Troubleshooting Layer 2 problems can be a challenging process. The configuration and operation of these protocols are critical to creating a functional, well-tuned network. Layer 2 problems cause specific symptoms that, when recognized, will help identify the problem quickly.
Common symptoms of network problems at the data link layer include:
- No functionality or connectivity at the network layer or above - Some Layer 2 problems can stop the exchange of frames across a link, while others only cause network performance to degrade.
- Network is operating below baseline performance levels - There are two distinct types of suboptimal Layer 2 operation that can occur in a network. First, the frames take a suboptimal path to their destination but do arrive. In this case, the network might experience high-bandwidth usage on links that should not have that level of traffic. Second, some frames are dropped. These problems can be identified through error counter statistics and console error messages that appear on the switch or router. In an Ethernet environment, an extended or continuous ping also reveals if frames are being dropped.
- Excessive broadcasts - Operating systems use broadcasts and multicasts extensively to discover network services and other hosts. Generally, excessive broadcasts result from one of the following situations: poorly programmed or configured applications, large Layer 2 broadcast domains, or underlying network problems, such as STP loops or route flapping.
- Console messages - In some instances, a router recognizes that a Layer 2 problem has occurred and sends alert messages to the console. Typically, a router does this when it detects a problem with interpreting incoming frames (encapsulation or framing problems) or when keepalives are expected but do not arrive. The most common console message that indicates a Layer 2 problem is a line protocol down message.
Issues at the data link layer that commonly result in network connectivity or performance problems include:
- Encapsulation errors - An encapsulation error occurs because the bits placed in a particular field by the sender are not what the receiver expects to see. This condition occurs when the encapsulation at one end of a WAN link is configured differently from the encapsulation used at the other end.
- Address mapping errors - In topologies, such as point-to-multipoint, Frame Relay, or broadcast Ethernet, it is essential that an appropriate Layer 2 destination address be given to the frame. This ensures its arrival at the correct destination. To achieve this, the network device must match a destination Layer 3 address with the correct Layer 2 address using either static or dynamic maps. In a dynamic environment, the mapping of Layer 2 and Layer 3 information can fail because devices may have been specifically configured not to respond to ARP or Inverse-ARP requests, the Layer 2 or Layer 3 information that is cached may have physically changed, or invalid ARP replies are received because of a misconfiguration or a security attack.

Referring expression data:
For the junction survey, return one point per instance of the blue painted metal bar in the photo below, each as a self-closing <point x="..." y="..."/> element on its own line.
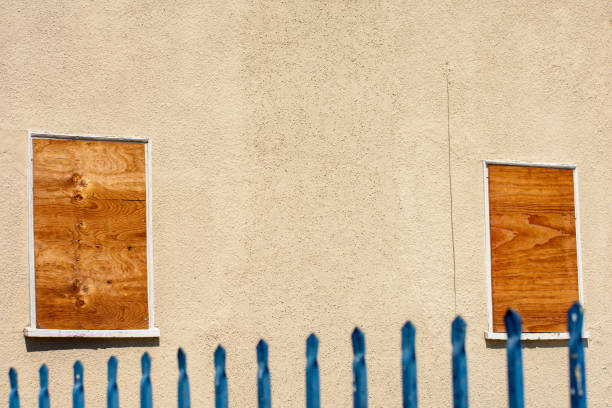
<point x="14" y="395"/>
<point x="575" y="318"/>
<point x="43" y="395"/>
<point x="313" y="399"/>
<point x="409" y="377"/>
<point x="360" y="381"/>
<point x="78" y="395"/>
<point x="112" y="391"/>
<point x="515" y="359"/>
<point x="220" y="379"/>
<point x="146" y="390"/>
<point x="460" y="393"/>
<point x="263" y="376"/>
<point x="184" y="400"/>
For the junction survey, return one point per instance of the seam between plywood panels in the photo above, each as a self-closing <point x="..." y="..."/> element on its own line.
<point x="490" y="334"/>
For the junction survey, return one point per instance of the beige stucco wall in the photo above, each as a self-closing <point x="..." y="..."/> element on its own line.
<point x="301" y="181"/>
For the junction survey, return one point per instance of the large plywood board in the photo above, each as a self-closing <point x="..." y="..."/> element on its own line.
<point x="533" y="245"/>
<point x="90" y="235"/>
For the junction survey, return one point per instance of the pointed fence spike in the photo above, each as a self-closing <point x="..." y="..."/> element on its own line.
<point x="515" y="359"/>
<point x="78" y="394"/>
<point x="43" y="395"/>
<point x="146" y="391"/>
<point x="263" y="376"/>
<point x="313" y="399"/>
<point x="409" y="375"/>
<point x="360" y="381"/>
<point x="14" y="395"/>
<point x="220" y="378"/>
<point x="112" y="392"/>
<point x="184" y="400"/>
<point x="460" y="390"/>
<point x="575" y="317"/>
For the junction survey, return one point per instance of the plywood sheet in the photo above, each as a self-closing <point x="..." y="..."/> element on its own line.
<point x="533" y="246"/>
<point x="90" y="237"/>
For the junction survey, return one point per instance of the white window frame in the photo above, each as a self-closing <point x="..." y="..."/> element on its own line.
<point x="32" y="330"/>
<point x="490" y="334"/>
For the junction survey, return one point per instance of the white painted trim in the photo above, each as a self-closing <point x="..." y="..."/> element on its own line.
<point x="31" y="263"/>
<point x="32" y="331"/>
<point x="534" y="336"/>
<point x="578" y="239"/>
<point x="488" y="245"/>
<point x="149" y="221"/>
<point x="490" y="334"/>
<point x="529" y="164"/>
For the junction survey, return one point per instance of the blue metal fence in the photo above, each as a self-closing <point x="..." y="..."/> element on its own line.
<point x="360" y="394"/>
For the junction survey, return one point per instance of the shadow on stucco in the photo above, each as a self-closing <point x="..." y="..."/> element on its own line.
<point x="34" y="344"/>
<point x="496" y="344"/>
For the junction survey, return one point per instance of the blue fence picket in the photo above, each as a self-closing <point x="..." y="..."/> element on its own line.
<point x="78" y="394"/>
<point x="515" y="359"/>
<point x="409" y="378"/>
<point x="360" y="380"/>
<point x="313" y="399"/>
<point x="43" y="395"/>
<point x="460" y="393"/>
<point x="14" y="395"/>
<point x="263" y="376"/>
<point x="184" y="400"/>
<point x="146" y="391"/>
<point x="220" y="379"/>
<point x="112" y="391"/>
<point x="575" y="318"/>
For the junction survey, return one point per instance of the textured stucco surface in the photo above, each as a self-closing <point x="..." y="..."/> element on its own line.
<point x="301" y="181"/>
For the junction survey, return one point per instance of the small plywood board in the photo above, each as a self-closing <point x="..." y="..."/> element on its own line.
<point x="534" y="267"/>
<point x="90" y="234"/>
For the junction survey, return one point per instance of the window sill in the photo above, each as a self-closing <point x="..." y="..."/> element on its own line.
<point x="534" y="336"/>
<point x="137" y="333"/>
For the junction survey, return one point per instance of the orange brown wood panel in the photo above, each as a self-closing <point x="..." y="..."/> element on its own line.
<point x="90" y="237"/>
<point x="533" y="246"/>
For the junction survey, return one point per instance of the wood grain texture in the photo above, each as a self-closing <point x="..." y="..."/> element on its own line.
<point x="533" y="246"/>
<point x="90" y="237"/>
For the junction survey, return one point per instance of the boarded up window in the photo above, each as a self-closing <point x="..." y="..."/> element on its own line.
<point x="90" y="234"/>
<point x="533" y="245"/>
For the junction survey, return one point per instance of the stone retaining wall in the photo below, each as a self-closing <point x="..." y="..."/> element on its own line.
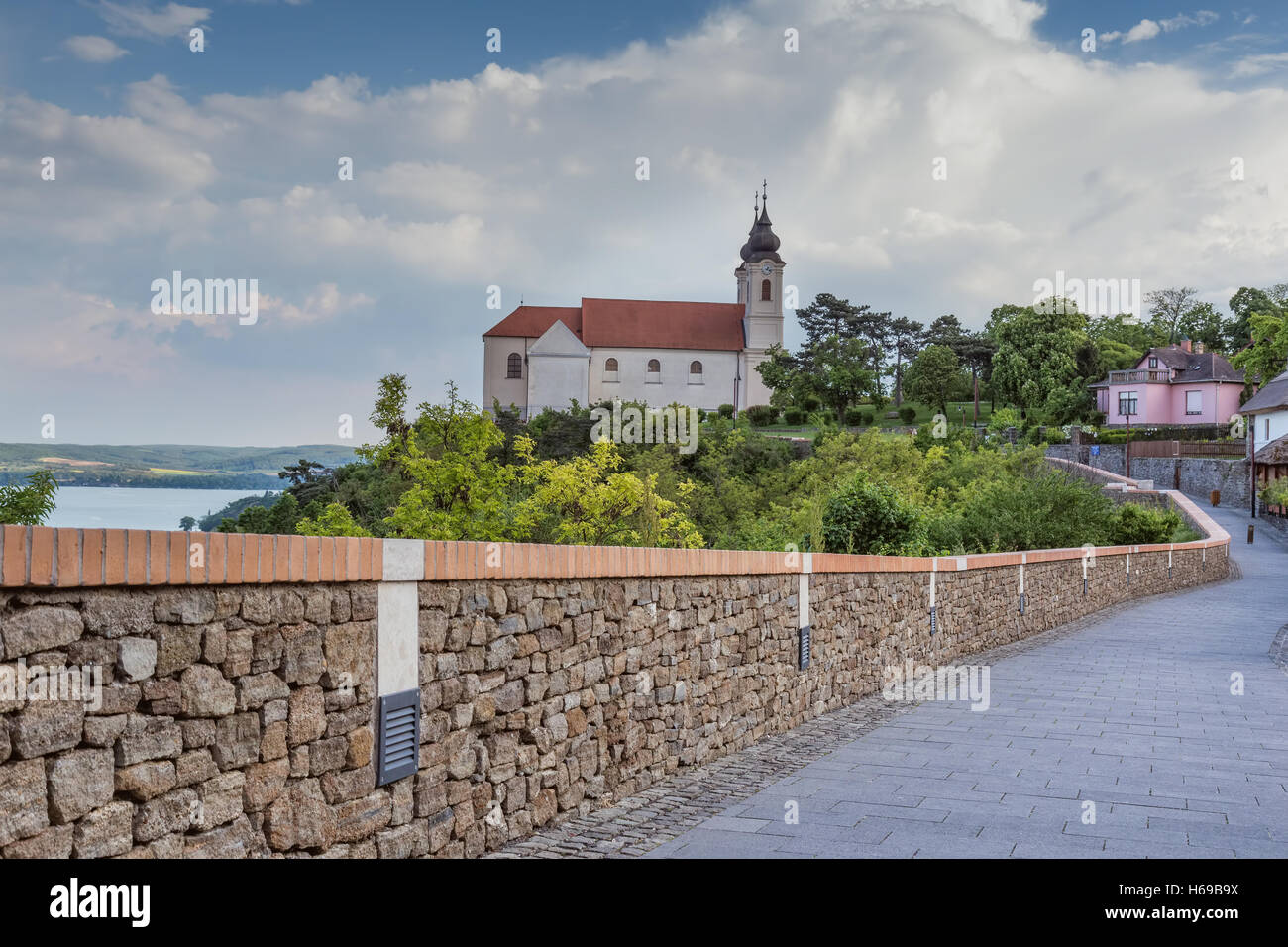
<point x="239" y="705"/>
<point x="1193" y="475"/>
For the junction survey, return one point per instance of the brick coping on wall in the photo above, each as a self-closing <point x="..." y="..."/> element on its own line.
<point x="58" y="557"/>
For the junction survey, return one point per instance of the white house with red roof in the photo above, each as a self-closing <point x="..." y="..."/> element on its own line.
<point x="697" y="355"/>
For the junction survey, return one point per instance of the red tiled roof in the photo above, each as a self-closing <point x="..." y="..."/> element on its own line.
<point x="635" y="324"/>
<point x="532" y="321"/>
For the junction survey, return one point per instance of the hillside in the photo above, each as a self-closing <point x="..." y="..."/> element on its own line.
<point x="161" y="466"/>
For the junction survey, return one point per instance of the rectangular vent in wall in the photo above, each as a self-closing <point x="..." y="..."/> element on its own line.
<point x="398" y="744"/>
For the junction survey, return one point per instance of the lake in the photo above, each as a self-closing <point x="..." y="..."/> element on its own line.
<point x="130" y="508"/>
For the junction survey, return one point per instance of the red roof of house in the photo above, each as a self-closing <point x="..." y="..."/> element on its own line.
<point x="634" y="324"/>
<point x="532" y="321"/>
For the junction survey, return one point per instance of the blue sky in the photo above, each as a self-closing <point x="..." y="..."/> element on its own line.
<point x="516" y="169"/>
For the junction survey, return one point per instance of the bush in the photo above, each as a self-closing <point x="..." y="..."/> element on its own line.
<point x="31" y="504"/>
<point x="1132" y="525"/>
<point x="868" y="517"/>
<point x="1276" y="493"/>
<point x="1005" y="418"/>
<point x="1033" y="510"/>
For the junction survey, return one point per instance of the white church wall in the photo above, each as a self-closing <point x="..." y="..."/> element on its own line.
<point x="496" y="356"/>
<point x="554" y="380"/>
<point x="719" y="369"/>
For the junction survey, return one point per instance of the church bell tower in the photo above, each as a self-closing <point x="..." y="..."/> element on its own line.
<point x="760" y="290"/>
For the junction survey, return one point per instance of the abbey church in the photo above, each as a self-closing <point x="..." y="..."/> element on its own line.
<point x="697" y="355"/>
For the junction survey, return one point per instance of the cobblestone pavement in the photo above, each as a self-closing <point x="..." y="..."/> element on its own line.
<point x="1129" y="711"/>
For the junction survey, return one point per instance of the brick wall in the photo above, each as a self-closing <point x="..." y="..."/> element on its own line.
<point x="241" y="674"/>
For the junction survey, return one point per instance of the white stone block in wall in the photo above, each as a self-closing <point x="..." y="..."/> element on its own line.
<point x="397" y="638"/>
<point x="404" y="561"/>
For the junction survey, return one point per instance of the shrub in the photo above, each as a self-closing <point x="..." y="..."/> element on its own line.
<point x="868" y="517"/>
<point x="1005" y="418"/>
<point x="1276" y="493"/>
<point x="1133" y="523"/>
<point x="31" y="504"/>
<point x="1033" y="510"/>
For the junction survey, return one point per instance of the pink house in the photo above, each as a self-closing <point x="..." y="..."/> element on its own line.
<point x="1172" y="384"/>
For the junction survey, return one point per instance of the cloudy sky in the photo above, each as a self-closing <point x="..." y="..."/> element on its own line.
<point x="518" y="169"/>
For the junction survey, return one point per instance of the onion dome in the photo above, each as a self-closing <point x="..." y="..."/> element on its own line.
<point x="761" y="241"/>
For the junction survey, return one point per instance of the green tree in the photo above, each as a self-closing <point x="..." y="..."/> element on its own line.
<point x="1168" y="307"/>
<point x="907" y="338"/>
<point x="335" y="519"/>
<point x="29" y="505"/>
<point x="1037" y="352"/>
<point x="870" y="517"/>
<point x="934" y="375"/>
<point x="1203" y="324"/>
<point x="1265" y="359"/>
<point x="1243" y="304"/>
<point x="840" y="373"/>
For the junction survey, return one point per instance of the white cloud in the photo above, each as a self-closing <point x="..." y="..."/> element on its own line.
<point x="97" y="50"/>
<point x="1149" y="29"/>
<point x="526" y="179"/>
<point x="1144" y="30"/>
<point x="1258" y="64"/>
<point x="141" y="20"/>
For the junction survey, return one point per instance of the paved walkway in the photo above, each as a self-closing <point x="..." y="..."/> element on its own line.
<point x="1128" y="711"/>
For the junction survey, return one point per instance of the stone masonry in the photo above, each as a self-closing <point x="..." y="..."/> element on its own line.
<point x="240" y="719"/>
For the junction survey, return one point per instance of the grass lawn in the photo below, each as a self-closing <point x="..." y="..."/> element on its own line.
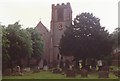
<point x="49" y="75"/>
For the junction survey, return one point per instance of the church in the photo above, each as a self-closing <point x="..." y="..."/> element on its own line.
<point x="61" y="18"/>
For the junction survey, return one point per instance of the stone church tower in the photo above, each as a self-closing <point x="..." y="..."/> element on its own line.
<point x="61" y="17"/>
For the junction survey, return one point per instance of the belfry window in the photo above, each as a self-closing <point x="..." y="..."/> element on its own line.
<point x="60" y="14"/>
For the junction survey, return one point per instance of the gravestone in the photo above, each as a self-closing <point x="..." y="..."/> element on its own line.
<point x="57" y="70"/>
<point x="7" y="72"/>
<point x="84" y="73"/>
<point x="103" y="74"/>
<point x="17" y="71"/>
<point x="70" y="73"/>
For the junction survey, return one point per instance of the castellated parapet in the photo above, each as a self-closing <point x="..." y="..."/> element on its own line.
<point x="59" y="5"/>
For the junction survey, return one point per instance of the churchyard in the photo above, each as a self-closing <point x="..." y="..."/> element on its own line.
<point x="50" y="75"/>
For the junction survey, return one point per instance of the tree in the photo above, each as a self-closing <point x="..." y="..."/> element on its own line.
<point x="20" y="43"/>
<point x="86" y="38"/>
<point x="5" y="45"/>
<point x="37" y="43"/>
<point x="116" y="38"/>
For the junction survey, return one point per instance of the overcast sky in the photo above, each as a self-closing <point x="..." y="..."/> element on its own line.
<point x="30" y="12"/>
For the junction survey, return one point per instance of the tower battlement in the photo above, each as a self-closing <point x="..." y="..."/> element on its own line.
<point x="61" y="5"/>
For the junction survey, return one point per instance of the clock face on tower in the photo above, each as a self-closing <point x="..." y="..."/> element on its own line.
<point x="60" y="26"/>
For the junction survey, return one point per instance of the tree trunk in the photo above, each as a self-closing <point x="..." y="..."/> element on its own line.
<point x="83" y="63"/>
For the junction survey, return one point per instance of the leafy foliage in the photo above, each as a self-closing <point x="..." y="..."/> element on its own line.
<point x="86" y="38"/>
<point x="19" y="44"/>
<point x="116" y="38"/>
<point x="37" y="43"/>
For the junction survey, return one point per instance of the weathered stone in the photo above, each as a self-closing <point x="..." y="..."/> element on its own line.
<point x="57" y="70"/>
<point x="70" y="73"/>
<point x="103" y="74"/>
<point x="84" y="73"/>
<point x="7" y="72"/>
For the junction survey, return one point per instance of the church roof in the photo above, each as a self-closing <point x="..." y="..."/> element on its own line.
<point x="41" y="26"/>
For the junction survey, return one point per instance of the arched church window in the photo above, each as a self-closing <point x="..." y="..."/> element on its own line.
<point x="60" y="15"/>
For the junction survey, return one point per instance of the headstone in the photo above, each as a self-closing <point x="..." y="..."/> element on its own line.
<point x="36" y="69"/>
<point x="70" y="73"/>
<point x="7" y="72"/>
<point x="45" y="68"/>
<point x="84" y="73"/>
<point x="41" y="64"/>
<point x="57" y="70"/>
<point x="26" y="69"/>
<point x="103" y="74"/>
<point x="17" y="71"/>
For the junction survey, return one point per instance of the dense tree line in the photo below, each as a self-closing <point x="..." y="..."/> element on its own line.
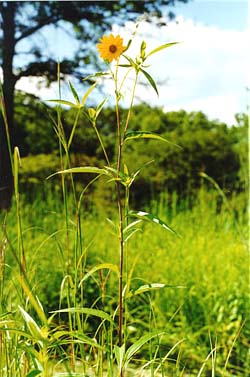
<point x="196" y="144"/>
<point x="22" y="20"/>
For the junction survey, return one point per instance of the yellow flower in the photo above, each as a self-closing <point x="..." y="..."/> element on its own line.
<point x="111" y="47"/>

● **Exercise description**
Print the Layer 2 troubleshooting text from "- Excessive broadcasts" down to "or route flapping.".

● **Result**
- Excessive broadcasts - Operating systems use broadcasts and multicasts extensively to discover network services and other hosts. Generally, excessive broadcasts result from one of the following situations: poorly programmed or configured applications, large Layer 2 broadcast domains, or underlying network problems, such as STP loops or route flapping.